* start *

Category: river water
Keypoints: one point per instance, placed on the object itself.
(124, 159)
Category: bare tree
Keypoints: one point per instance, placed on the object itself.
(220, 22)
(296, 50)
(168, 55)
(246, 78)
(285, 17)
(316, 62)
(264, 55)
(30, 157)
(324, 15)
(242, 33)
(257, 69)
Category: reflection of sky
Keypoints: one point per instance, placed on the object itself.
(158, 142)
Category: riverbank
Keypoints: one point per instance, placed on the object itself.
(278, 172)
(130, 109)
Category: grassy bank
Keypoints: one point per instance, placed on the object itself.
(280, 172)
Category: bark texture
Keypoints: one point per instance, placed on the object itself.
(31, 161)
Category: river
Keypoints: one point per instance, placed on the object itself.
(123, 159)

* end *
* start *

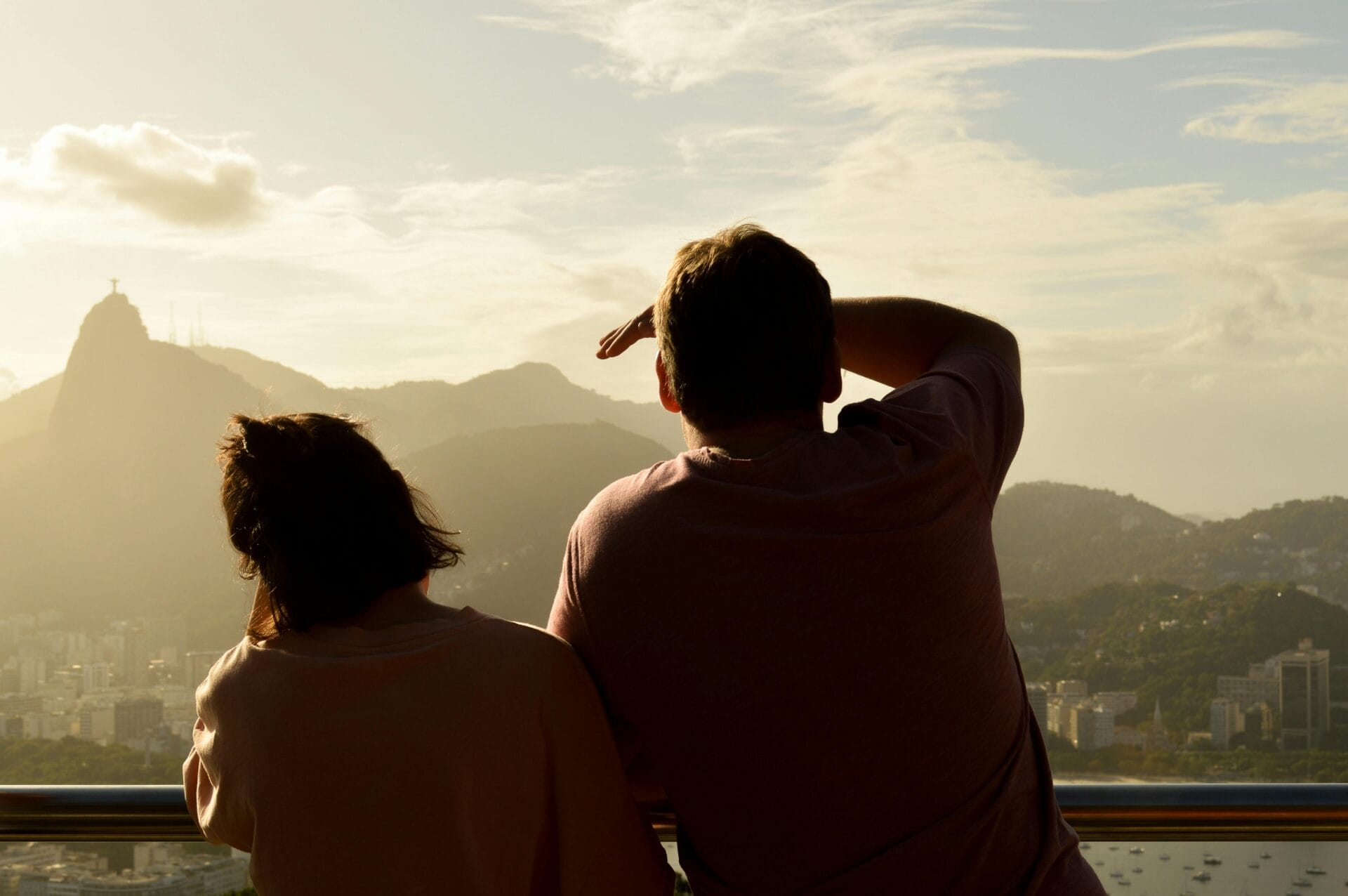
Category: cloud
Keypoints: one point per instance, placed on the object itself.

* end *

Brief
Filter the items above and copy every line that contains the string "Category". Case counts.

Output
Category: river water
Category: bare tree
Category: reflection of sky
Category: riverbank
Category: grassy bank
Category: bark texture
Category: river
Category: cloud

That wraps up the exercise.